(DATA FOR THIS EXERCISE)

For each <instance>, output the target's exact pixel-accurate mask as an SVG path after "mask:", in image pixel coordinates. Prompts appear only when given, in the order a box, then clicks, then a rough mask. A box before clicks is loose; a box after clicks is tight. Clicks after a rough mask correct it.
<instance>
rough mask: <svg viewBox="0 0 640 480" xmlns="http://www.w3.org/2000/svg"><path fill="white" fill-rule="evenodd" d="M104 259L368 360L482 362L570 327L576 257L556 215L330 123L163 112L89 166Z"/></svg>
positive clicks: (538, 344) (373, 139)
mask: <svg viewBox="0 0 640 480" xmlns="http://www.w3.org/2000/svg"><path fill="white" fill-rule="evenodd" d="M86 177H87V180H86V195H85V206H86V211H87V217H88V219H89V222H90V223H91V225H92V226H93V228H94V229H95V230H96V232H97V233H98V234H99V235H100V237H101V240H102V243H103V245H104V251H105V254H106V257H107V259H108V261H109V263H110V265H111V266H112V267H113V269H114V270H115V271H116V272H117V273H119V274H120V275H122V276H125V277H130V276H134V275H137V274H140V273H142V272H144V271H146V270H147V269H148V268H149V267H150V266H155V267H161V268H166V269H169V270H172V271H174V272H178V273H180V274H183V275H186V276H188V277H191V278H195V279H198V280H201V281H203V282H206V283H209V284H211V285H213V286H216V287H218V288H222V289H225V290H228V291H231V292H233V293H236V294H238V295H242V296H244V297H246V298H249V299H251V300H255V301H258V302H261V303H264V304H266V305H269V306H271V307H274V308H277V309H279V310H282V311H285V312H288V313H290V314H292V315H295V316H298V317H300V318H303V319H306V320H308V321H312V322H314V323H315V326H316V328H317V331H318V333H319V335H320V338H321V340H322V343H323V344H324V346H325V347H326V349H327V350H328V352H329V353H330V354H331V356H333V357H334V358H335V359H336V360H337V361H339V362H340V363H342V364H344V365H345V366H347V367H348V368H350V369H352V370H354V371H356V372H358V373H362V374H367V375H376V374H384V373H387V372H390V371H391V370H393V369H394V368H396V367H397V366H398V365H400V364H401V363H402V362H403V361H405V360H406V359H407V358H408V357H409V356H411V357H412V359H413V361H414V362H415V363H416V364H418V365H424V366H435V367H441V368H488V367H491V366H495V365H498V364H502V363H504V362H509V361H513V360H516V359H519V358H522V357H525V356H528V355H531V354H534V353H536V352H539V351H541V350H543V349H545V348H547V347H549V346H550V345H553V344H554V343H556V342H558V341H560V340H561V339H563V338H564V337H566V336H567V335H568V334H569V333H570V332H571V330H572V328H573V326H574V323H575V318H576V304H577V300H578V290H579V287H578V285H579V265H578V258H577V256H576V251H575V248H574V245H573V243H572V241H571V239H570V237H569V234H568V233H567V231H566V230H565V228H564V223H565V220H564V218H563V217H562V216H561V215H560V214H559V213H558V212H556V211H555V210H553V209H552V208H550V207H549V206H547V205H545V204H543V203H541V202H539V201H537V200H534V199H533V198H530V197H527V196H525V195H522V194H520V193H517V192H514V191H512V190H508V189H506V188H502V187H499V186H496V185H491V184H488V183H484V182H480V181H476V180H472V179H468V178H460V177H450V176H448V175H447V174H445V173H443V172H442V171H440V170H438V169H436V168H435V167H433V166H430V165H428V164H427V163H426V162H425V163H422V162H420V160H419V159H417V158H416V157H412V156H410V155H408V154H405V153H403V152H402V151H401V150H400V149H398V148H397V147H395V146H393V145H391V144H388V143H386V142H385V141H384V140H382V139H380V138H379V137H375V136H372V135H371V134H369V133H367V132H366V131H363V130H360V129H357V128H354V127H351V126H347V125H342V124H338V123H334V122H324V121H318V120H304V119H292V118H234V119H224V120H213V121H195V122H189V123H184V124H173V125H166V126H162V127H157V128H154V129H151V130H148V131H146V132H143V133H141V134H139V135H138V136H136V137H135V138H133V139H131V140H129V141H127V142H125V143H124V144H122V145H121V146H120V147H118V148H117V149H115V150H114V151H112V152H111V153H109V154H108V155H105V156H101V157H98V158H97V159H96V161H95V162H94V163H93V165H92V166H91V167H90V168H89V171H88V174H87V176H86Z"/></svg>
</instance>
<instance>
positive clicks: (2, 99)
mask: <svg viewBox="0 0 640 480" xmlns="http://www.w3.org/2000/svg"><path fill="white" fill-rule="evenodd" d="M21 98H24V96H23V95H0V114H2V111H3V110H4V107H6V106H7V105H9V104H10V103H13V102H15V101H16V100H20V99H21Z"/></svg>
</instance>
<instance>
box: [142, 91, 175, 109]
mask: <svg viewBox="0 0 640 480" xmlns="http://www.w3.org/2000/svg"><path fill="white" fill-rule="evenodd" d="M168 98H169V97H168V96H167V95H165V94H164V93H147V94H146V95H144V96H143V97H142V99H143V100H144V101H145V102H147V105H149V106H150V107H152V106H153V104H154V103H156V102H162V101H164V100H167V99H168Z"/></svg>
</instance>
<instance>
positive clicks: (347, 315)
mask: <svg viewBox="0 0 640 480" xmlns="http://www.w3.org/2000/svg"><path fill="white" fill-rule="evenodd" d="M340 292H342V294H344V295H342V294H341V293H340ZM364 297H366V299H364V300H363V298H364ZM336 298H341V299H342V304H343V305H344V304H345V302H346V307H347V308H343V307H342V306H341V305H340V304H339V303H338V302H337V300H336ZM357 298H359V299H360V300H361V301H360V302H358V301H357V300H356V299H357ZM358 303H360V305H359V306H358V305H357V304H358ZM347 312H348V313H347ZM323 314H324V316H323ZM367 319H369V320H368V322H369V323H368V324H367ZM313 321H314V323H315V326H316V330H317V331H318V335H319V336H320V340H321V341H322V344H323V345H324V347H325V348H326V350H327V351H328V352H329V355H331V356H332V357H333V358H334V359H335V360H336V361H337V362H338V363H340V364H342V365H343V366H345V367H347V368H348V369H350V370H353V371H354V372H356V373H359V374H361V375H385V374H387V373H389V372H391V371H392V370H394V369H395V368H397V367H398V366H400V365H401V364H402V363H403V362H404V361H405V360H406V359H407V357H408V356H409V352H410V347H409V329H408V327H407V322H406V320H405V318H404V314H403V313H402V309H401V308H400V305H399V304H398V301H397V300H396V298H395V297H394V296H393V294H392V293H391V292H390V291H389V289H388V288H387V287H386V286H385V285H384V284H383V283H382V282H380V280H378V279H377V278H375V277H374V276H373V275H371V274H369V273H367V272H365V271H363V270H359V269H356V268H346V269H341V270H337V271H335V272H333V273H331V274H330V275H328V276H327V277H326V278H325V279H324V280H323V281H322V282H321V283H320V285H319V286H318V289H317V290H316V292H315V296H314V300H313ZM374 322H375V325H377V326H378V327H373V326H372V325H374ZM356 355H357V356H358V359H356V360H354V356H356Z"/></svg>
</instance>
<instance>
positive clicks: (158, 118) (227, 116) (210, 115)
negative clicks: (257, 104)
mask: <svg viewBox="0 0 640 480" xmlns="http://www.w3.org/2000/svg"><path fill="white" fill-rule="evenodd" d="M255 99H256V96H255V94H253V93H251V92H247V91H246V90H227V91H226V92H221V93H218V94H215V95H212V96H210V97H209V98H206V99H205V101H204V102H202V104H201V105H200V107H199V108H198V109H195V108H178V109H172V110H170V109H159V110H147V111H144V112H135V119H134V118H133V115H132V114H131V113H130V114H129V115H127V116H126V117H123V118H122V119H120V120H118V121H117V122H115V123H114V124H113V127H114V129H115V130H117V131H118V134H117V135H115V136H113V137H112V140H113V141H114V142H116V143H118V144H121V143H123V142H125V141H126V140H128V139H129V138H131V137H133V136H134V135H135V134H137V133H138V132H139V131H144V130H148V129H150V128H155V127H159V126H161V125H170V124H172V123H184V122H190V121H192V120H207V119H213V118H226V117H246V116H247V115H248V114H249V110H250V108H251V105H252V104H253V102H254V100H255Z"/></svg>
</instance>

(End DATA FOR THIS EXERCISE)

▸ **TASK ITEM**
Write out every line above that contains the word "positive".

▸ **OUTPUT**
positive clicks: (538, 344) (373, 139)
positive clicks: (2, 99)
positive clicks: (347, 315)
positive clicks: (158, 118) (227, 116) (210, 115)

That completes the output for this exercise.